ASSIGNED TASK:
Repeat the records verbatim and leave the pictures out of your copy.

RECORD EXTRACTS:
+++
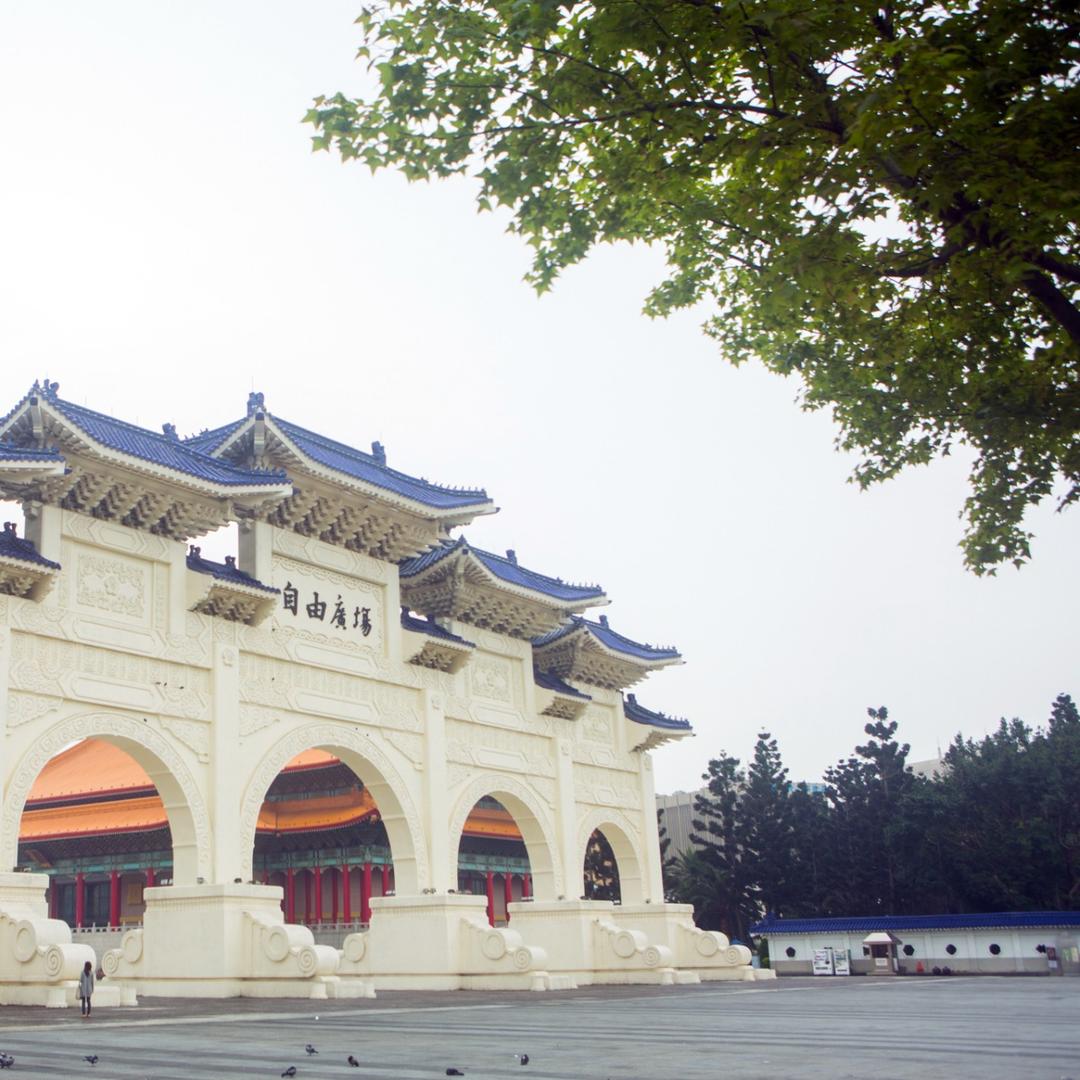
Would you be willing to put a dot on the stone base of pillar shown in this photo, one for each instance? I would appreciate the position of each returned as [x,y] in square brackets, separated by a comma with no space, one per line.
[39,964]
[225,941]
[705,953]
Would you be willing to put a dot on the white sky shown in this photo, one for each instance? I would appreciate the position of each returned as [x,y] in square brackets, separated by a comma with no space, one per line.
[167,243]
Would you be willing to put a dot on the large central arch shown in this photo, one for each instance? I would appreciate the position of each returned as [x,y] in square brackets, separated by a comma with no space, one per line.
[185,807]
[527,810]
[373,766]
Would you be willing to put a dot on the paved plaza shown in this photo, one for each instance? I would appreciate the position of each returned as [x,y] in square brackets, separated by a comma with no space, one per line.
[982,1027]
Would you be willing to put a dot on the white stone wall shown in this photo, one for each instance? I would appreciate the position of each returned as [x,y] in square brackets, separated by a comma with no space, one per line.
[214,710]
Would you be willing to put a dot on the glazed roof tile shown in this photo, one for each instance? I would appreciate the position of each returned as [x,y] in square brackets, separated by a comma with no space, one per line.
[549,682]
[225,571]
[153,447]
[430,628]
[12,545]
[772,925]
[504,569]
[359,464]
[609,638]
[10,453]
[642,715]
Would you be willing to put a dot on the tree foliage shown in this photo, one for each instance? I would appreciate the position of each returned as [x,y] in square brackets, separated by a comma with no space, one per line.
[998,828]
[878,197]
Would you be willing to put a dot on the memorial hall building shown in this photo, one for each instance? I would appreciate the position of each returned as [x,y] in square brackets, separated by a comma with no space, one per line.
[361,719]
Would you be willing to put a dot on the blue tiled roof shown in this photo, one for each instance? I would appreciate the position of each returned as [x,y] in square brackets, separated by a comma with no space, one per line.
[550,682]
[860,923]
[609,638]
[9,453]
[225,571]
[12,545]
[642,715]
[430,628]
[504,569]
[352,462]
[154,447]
+++
SOLUTION:
Would you be willing to put a dot on the stone base of pillar shown in this photo, one for each instance? I would appreciate the position of each returned as [x,y] in square brackets, separated by a comma with no space, one per line.
[39,964]
[225,941]
[705,953]
Would you be willing to put a dot on the white sky shown in this photo, one for each instance? I would appreciate the position of each returned as [x,y] in square brackets, separated by a comma with no space, one per line.
[167,243]
Would you be willing to put a dot on the large central arch shown in this photo, one for each instance? I would appreciate the position of each returned as [x,y] in square brackets, separated by a comma with no space, one per line.
[185,807]
[527,810]
[373,766]
Would you be willing to put a dot on the paved plaza shown in this photo, one for each instance? I would appreciate the position of each returned as [x,y] in square brackets, separated by a comma with no space, one per line.
[982,1027]
Would you be willing to put a dot on the white stone wall shown in this photo, one for each instance? I would appreciate the position of each returned as [x,y] in square brackets, separated by a comma with no space, one per line.
[214,710]
Would you be willing to put a dot on the glazed roof tile shown in this photo, one for each instance? I would appreciate the position of each returned as [x,y] in square brackets, separated by a comma with no space, one per line.
[549,682]
[225,571]
[153,447]
[430,628]
[12,545]
[772,925]
[504,569]
[359,464]
[609,638]
[10,453]
[642,715]
Would you be willing to put a dot on the tree foliage shown in this photo, one for each instance? I would appreciate the position of each returned as [x,y] in square brackets, separated by a comma with no space, one per line.
[998,828]
[878,197]
Would you be willing to put a dot on the memorial hall building shown in this photo, one for each instance? I would appreciate the position of each returned as [x,y] in square brackets, separated by a comma with no space, one per line.
[361,719]
Would you be willing to put a dot on the blue tiled roof shown in this photo, one for each instance? I would appreciate the position of each returned as [x,y] in square brackets, separated by a comma with no space, one per line.
[550,682]
[860,923]
[609,638]
[9,453]
[225,571]
[12,545]
[642,715]
[430,628]
[504,569]
[352,462]
[154,447]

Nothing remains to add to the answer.